[Start]

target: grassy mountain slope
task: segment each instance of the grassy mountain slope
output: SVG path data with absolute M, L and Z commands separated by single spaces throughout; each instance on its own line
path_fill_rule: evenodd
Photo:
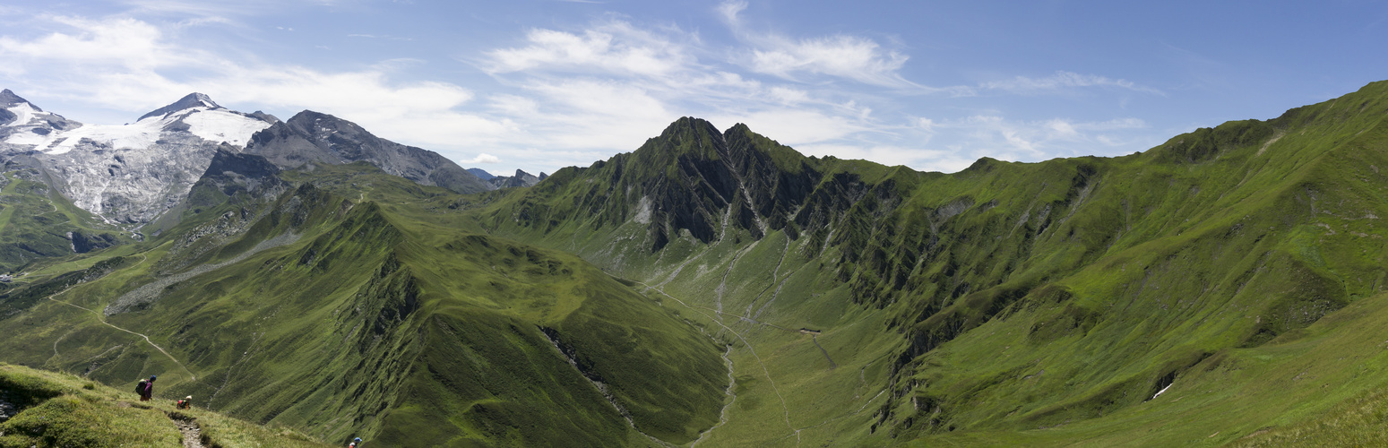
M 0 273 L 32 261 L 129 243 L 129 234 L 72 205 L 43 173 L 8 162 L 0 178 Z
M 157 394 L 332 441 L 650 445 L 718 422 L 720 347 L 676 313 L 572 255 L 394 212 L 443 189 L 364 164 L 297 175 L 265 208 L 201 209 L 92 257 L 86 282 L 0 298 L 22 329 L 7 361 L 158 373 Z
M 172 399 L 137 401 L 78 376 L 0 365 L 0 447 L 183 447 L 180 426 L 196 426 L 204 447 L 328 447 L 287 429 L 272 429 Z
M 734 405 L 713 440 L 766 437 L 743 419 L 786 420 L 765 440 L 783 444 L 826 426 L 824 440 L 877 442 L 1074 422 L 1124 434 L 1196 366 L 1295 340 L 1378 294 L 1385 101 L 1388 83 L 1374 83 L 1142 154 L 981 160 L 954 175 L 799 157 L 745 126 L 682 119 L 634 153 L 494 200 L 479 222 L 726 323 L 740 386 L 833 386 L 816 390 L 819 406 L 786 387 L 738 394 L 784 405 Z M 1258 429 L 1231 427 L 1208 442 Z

[End]
[Start]

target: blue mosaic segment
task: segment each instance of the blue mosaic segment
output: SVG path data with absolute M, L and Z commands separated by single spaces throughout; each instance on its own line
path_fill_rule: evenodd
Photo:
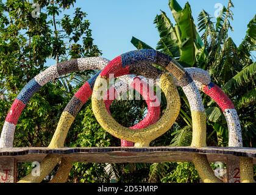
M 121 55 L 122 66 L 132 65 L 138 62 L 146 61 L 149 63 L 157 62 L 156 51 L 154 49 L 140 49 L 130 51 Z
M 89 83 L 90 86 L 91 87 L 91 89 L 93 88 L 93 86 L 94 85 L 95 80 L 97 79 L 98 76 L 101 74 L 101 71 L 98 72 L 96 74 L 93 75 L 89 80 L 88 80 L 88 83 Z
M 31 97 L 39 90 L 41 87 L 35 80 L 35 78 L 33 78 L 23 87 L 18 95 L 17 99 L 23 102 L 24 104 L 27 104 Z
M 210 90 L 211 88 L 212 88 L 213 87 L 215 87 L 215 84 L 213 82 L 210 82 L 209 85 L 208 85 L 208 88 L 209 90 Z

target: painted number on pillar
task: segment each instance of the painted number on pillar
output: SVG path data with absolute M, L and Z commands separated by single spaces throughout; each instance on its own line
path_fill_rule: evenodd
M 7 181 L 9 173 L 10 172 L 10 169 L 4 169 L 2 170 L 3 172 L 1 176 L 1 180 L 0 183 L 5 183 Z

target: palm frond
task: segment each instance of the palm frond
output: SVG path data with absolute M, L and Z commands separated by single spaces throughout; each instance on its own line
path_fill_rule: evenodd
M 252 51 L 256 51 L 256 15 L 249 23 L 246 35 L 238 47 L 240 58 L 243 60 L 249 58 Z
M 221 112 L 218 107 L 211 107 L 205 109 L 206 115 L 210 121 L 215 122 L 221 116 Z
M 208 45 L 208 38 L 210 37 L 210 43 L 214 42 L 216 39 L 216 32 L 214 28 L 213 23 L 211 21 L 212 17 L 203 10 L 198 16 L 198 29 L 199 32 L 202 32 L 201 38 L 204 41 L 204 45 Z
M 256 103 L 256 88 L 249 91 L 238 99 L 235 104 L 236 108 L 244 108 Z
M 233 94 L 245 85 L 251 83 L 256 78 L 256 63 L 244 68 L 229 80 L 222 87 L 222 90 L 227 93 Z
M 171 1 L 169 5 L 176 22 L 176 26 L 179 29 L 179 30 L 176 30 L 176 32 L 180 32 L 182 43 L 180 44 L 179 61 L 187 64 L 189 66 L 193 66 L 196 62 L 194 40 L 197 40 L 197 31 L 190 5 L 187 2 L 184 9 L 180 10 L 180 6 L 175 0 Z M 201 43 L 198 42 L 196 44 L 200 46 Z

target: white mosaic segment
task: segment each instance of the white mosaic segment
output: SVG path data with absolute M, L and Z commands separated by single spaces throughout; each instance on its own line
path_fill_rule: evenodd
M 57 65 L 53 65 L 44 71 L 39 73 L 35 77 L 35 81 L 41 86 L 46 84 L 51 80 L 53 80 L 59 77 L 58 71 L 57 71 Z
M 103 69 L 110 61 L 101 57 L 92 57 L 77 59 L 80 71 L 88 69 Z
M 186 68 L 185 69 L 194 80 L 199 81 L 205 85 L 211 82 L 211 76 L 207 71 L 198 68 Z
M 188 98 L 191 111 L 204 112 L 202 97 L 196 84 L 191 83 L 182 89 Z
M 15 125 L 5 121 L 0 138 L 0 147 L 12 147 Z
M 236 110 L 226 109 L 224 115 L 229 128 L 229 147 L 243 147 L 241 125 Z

[End]

### Problem details
Copy the lines of the listing that begin with the line containing "target: white mosaic segment" and end with the line containing "M 57 65 L 53", including both of those lines, with no changes.

### In response
target: white mosaic segment
task: segment each instance of the white mosaic segment
output: SVG path data with absolute M, L and Z commands separated by single spaces throughout; each instance on its own line
path_fill_rule: evenodd
M 57 65 L 53 65 L 44 71 L 39 73 L 35 77 L 35 81 L 41 86 L 46 84 L 51 80 L 53 80 L 59 77 L 58 71 L 57 71 Z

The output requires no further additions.